Excerpts of pointing data
===============

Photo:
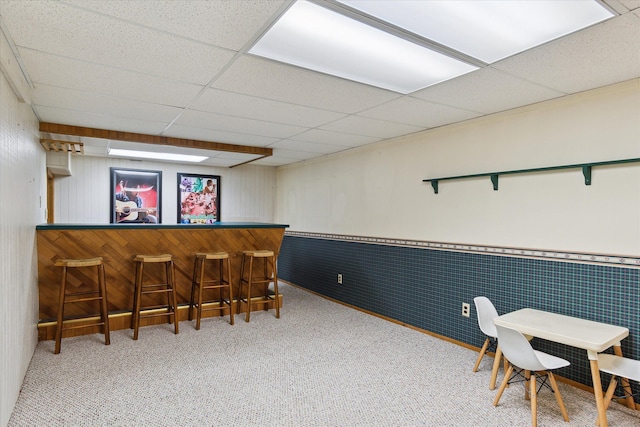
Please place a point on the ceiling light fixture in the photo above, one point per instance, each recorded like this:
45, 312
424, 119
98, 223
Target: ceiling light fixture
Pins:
488, 30
404, 46
316, 38
156, 155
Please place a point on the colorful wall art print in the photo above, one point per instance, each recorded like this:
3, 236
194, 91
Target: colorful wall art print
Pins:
198, 199
135, 196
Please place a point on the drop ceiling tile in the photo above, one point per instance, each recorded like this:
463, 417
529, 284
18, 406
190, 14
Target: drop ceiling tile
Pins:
68, 73
597, 56
487, 91
236, 21
70, 99
75, 33
370, 127
631, 4
235, 104
267, 79
201, 134
307, 147
293, 154
418, 112
275, 161
227, 123
335, 138
99, 121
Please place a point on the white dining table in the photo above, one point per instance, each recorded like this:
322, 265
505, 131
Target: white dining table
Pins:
594, 337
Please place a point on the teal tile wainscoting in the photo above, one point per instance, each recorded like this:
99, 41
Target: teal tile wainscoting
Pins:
424, 284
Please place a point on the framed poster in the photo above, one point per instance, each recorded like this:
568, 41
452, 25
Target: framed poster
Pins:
135, 196
198, 198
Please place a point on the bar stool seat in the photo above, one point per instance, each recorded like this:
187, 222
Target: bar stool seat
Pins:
218, 284
269, 275
99, 295
167, 288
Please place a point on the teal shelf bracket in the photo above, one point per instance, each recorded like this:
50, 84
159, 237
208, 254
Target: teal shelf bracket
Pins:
586, 171
494, 180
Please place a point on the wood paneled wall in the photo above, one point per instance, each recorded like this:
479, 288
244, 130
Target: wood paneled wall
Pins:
118, 245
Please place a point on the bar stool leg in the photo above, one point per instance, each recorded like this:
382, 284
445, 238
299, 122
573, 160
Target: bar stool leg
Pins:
230, 281
194, 282
175, 297
275, 288
136, 299
247, 316
63, 286
104, 312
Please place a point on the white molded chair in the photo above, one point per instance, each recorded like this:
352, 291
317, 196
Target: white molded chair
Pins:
519, 352
619, 367
486, 312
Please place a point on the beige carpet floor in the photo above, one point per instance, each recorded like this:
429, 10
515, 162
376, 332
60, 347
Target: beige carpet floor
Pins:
320, 364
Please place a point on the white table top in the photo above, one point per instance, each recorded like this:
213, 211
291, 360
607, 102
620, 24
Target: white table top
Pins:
594, 337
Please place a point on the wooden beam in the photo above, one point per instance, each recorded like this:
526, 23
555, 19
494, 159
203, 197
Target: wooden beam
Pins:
60, 129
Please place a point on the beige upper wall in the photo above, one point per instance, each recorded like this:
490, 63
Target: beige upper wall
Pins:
378, 190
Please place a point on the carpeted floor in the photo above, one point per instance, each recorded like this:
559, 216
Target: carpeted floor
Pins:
321, 364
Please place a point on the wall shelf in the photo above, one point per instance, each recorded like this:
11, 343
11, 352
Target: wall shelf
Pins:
586, 171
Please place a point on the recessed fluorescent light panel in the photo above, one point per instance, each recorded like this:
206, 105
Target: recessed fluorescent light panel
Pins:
488, 30
316, 38
407, 45
155, 155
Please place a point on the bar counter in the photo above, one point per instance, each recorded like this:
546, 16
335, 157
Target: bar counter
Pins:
119, 243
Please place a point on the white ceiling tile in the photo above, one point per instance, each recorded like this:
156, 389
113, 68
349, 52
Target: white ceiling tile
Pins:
267, 79
598, 56
99, 121
235, 104
307, 147
68, 73
236, 21
201, 134
124, 65
631, 4
202, 119
370, 127
76, 33
487, 91
335, 138
418, 112
70, 99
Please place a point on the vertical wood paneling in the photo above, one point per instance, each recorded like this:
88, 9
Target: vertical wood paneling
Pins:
23, 195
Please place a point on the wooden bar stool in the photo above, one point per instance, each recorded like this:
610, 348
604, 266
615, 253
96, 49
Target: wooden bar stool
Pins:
269, 275
219, 283
167, 288
99, 295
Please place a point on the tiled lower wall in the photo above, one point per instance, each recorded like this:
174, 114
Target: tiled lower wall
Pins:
424, 285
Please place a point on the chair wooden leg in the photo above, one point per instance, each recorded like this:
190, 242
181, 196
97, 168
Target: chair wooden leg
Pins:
496, 365
609, 395
554, 386
507, 375
534, 400
483, 350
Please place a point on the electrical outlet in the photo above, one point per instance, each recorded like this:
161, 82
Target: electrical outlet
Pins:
466, 309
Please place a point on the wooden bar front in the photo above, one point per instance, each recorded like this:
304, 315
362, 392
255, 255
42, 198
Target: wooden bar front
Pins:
118, 244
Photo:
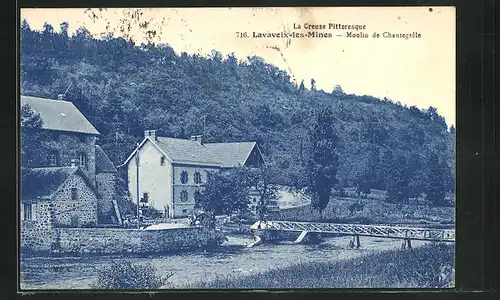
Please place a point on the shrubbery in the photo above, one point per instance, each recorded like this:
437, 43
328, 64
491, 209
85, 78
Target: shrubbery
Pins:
122, 274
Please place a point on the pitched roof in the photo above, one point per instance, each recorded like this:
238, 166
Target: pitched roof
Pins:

===============

What is being asked
Rewrite the stretch from the line containing "Please place a point on the recessed" through the end of the material, replacing "wooden" with "timber" and changing nothing else. Leave the pictures out of your answer.

Result for this task
Please place a point on the recessed fluorescent light panel in the photo above, one point per instance, each recorded like this:
206, 105
Target: recessed fluorescent light panel
Pins:
488, 30
316, 38
407, 45
155, 155
Please place a point on the bar counter in the photo above, one point per instance, each recorded like this:
546, 16
335, 157
Target: bar counter
Pins:
119, 243
Please place a point on the white ceiling tile in the photo above, one point per instance, each recorded like this:
156, 389
113, 68
349, 52
Target: white ceiling tile
Pins:
267, 79
598, 56
99, 121
235, 104
307, 147
68, 73
236, 21
201, 134
124, 65
631, 4
202, 119
370, 127
76, 33
487, 91
335, 138
418, 112
70, 99
Please place a point on the vertical wood paneling in the photo above, one point per instance, each recorded like this:
88, 9
Target: vertical wood paneling
Pins:
23, 195
Please place a point on the timber bar stool in the photo above, one point per instance, each recorded like this:
610, 348
604, 266
615, 253
96, 49
Target: timber bar stool
Pins:
269, 275
219, 283
167, 288
99, 295
Please place a point on the tiled lower wall in the photo above, one point per instance, each recorded like this:
174, 114
Target: tiled lower wall
Pins:
424, 285
Please place a point on the chair timber leg in the photo above, one point per instance, each recorded like this:
190, 242
181, 196
97, 168
Target: chair timber leg
Pins:
496, 365
609, 395
554, 386
507, 375
534, 400
483, 350
Please place a point on the electrical outlet in the photo above, one point per instance, each recorded like this:
161, 82
Target: electrical outlet
Pins:
466, 309
Please place a point on the timber bar front in the photo above, one point per instance, each recorded like this:
304, 315
362, 392
255, 255
42, 198
Target: timber bar front
Pins:
118, 244
Photo:
Please place a point on the shrubbery in the photo above, one point per instance, each recorded like this:
437, 43
328, 64
491, 209
85, 78
Target: shrubbery
Pins:
122, 274
Please place a point on the pitched roof in the photo above, one point per instance, each recorded like this:
238, 166
Target: pitched roof
Pins:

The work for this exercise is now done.